Exercise description – Look through the data below and extract, unchanged, the lines from the one that contains "positive clicks: (390, 326) (553, 339)" to the one that contains "positive clicks: (524, 359) (501, 314)", both included.

--- Exercise materials ---

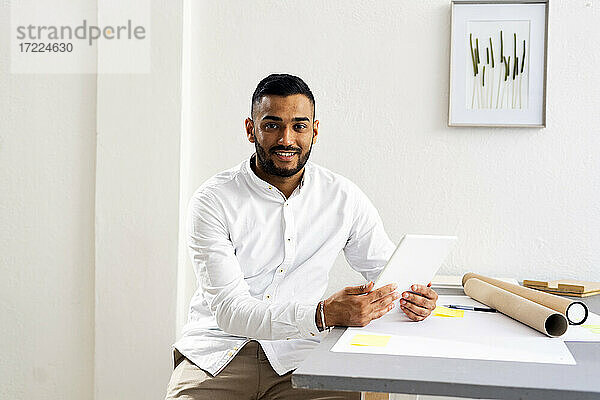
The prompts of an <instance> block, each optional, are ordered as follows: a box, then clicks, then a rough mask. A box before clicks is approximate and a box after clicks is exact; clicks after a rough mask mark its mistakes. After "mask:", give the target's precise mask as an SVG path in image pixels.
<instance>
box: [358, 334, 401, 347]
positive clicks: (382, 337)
mask: <svg viewBox="0 0 600 400" xmlns="http://www.w3.org/2000/svg"><path fill="white" fill-rule="evenodd" d="M390 338H391V336H383V335H354V337H353V338H352V341H351V342H350V344H351V345H352V346H375V347H385V346H387V344H388V342H389V341H390Z"/></svg>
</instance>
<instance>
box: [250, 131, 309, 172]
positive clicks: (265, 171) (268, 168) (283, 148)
mask: <svg viewBox="0 0 600 400" xmlns="http://www.w3.org/2000/svg"><path fill="white" fill-rule="evenodd" d="M254 147H255V148H256V162H258V165H260V168H261V169H262V170H263V171H265V172H266V173H267V174H269V175H275V176H281V177H284V178H287V177H290V176H292V175H295V174H296V173H298V171H300V170H301V169H302V168H304V165H305V164H306V162H307V161H308V157H309V156H310V152H311V151H312V143H311V145H310V148H309V149H308V151H307V152H306V154H304V155H303V154H302V149H300V151H299V152H298V150H299V149H298V148H293V147H285V146H275V147H273V148H271V150H270V151H271V152H275V151H294V152H298V164H296V167H294V168H279V167H278V166H277V165H275V162H274V161H273V159H272V158H270V157H269V154H268V153H267V151H266V150H265V148H264V147H262V146H261V145H260V143H258V140H255V141H254Z"/></svg>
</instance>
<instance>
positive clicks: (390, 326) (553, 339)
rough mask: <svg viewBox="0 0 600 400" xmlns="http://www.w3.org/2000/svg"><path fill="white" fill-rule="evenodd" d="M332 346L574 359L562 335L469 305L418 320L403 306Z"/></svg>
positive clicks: (524, 359) (501, 314)
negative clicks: (541, 331)
mask: <svg viewBox="0 0 600 400" xmlns="http://www.w3.org/2000/svg"><path fill="white" fill-rule="evenodd" d="M437 304H438V305H444V304H461V305H480V303H478V302H477V301H475V300H473V299H471V298H470V297H468V296H440V298H439V299H438V301H437ZM356 334H376V335H389V336H391V338H390V341H389V342H388V344H387V346H385V347H372V346H353V345H350V341H351V340H352V338H353V337H354V335H356ZM331 351H335V352H350V353H373V354H394V355H407V356H424V357H444V358H466V359H480V360H499V361H516V362H538V363H553V364H572V365H574V364H575V360H574V358H573V356H572V355H571V353H570V352H569V349H568V348H567V347H566V345H565V344H564V342H563V340H561V338H548V337H547V336H546V335H544V334H542V333H540V332H538V331H536V330H535V329H532V328H530V327H528V326H527V325H524V324H522V323H520V322H518V321H516V320H513V319H512V318H510V317H507V316H506V315H504V314H501V313H487V312H477V311H465V313H464V317H462V318H454V317H435V316H430V317H428V318H427V319H426V320H424V321H421V322H413V321H411V320H410V319H408V317H406V315H404V313H403V312H402V311H400V310H398V309H394V310H393V311H391V312H389V313H388V314H386V315H385V316H384V317H382V318H379V319H377V320H374V321H372V322H371V323H370V324H369V325H367V326H366V327H364V328H348V329H347V330H346V332H345V333H344V334H343V335H342V336H341V337H340V339H339V340H338V342H337V343H336V344H335V345H334V346H333V347H332V349H331Z"/></svg>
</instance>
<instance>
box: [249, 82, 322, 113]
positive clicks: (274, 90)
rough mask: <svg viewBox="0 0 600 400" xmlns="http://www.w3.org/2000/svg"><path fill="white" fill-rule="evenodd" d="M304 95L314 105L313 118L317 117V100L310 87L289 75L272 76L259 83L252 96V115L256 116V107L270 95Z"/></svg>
mask: <svg viewBox="0 0 600 400" xmlns="http://www.w3.org/2000/svg"><path fill="white" fill-rule="evenodd" d="M293 94H303V95H305V96H306V97H308V99H309V100H310V102H311V103H312V105H313V118H314V116H315V98H314V96H313V94H312V92H311V91H310V88H309V87H308V85H307V84H306V83H305V82H304V81H303V80H302V79H300V78H298V77H297V76H294V75H289V74H271V75H269V76H267V77H266V78H264V79H263V80H262V81H260V82H259V83H258V85H257V86H256V89H255V90H254V94H253V95H252V104H251V106H250V115H251V116H252V115H253V114H254V105H255V104H258V103H259V102H260V100H261V99H262V98H263V97H265V96H268V95H274V96H291V95H293Z"/></svg>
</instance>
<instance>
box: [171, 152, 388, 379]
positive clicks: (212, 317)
mask: <svg viewBox="0 0 600 400" xmlns="http://www.w3.org/2000/svg"><path fill="white" fill-rule="evenodd" d="M251 162H253V158H250V159H248V160H246V161H244V162H242V163H241V164H240V165H238V166H237V167H235V168H232V169H230V170H227V171H224V172H222V173H220V174H217V175H215V176H214V177H212V178H211V179H209V180H208V181H207V182H205V183H204V184H203V185H202V186H200V188H198V190H196V192H195V193H194V195H193V197H192V199H191V201H190V203H189V209H188V220H187V225H188V226H187V228H188V246H189V251H190V256H191V259H192V263H193V267H194V271H195V273H196V278H197V280H198V289H197V290H196V292H195V294H194V296H193V297H192V300H191V302H190V310H189V316H188V323H187V324H186V325H185V327H184V329H183V335H182V337H181V339H180V340H179V341H177V342H176V343H175V344H174V345H173V346H174V347H175V348H177V350H179V352H180V353H181V354H183V355H185V356H186V357H187V358H188V359H190V360H191V361H192V362H193V363H194V364H196V365H197V366H198V367H200V368H202V369H204V370H205V371H207V372H209V373H210V374H212V375H216V374H218V373H219V372H220V371H221V370H222V369H223V368H224V367H225V366H226V365H227V364H228V363H229V361H231V360H232V359H233V357H234V356H235V355H236V354H237V352H238V351H239V350H240V349H241V348H242V346H243V345H244V344H246V343H247V342H248V341H249V340H251V339H254V340H258V342H260V344H261V346H262V347H263V349H264V351H265V353H266V355H267V357H268V359H269V362H270V363H271V366H272V367H273V369H274V370H275V371H276V372H277V373H278V374H280V375H283V374H285V373H286V372H288V371H291V370H293V369H295V368H297V367H298V366H299V364H300V363H301V362H302V361H303V360H304V358H305V357H306V356H307V355H308V353H309V352H310V350H312V349H313V348H314V347H316V346H317V344H318V343H319V341H320V339H321V335H322V333H320V332H319V331H318V329H317V326H316V324H315V314H316V311H317V304H318V302H319V300H320V299H321V297H322V296H323V294H324V292H325V290H326V288H327V281H328V274H329V270H330V269H331V267H332V265H333V263H334V260H335V259H336V257H337V255H338V254H339V253H340V251H341V250H343V251H344V254H345V257H346V260H347V261H348V263H349V264H350V266H351V267H352V268H353V269H355V270H356V271H359V272H360V273H361V274H362V275H363V276H364V277H365V278H366V279H367V280H373V279H375V278H376V277H377V275H378V274H379V272H380V271H381V269H382V268H383V266H384V265H385V263H386V261H387V260H388V259H389V257H390V256H391V255H392V253H393V251H394V248H395V246H394V244H393V243H392V242H391V241H390V239H389V238H388V236H387V234H386V233H385V231H384V229H383V224H382V221H381V218H380V217H379V214H378V213H377V210H376V209H375V207H374V206H373V205H372V203H371V202H370V201H369V199H368V198H367V196H365V195H364V194H363V193H362V192H361V190H360V189H359V188H358V187H357V186H356V185H354V184H353V183H352V182H350V181H349V180H348V179H346V178H344V177H342V176H340V175H338V174H335V173H333V172H331V171H329V170H327V169H325V168H323V167H320V166H318V165H316V164H314V163H311V162H308V163H307V164H306V165H305V170H304V174H303V178H302V182H301V183H300V185H299V186H298V187H297V188H296V190H294V192H293V193H292V195H291V196H290V197H289V198H286V197H285V196H284V195H283V193H281V192H280V191H279V190H278V189H277V188H276V187H275V186H273V185H270V184H269V183H267V182H265V181H263V180H261V179H260V178H259V177H258V176H256V174H255V173H254V172H253V171H252V168H251V166H250V163H251Z"/></svg>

---

Your response –
positive clicks: (390, 326) (553, 339)
rough mask: <svg viewBox="0 0 600 400" xmlns="http://www.w3.org/2000/svg"><path fill="white" fill-rule="evenodd" d="M332 346L574 359L562 335L469 305L418 320L403 306Z"/></svg>
positive clicks: (524, 359) (501, 314)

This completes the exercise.